══ RECORD SET ══

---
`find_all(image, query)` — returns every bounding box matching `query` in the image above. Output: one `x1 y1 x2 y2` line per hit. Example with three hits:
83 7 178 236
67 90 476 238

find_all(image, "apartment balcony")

═══

» WHAT YOU WILL DO
The full set of data above must come back exactly as written.

» THE ANSWER
---
`find_all(image, query)` — returns every bounding box matching `query` in the image above. Output: one `x1 y1 x2 y2` line per hit. Example with three hits:
83 7 178 236
67 90 476 238

find_all(image, "apartment balcony")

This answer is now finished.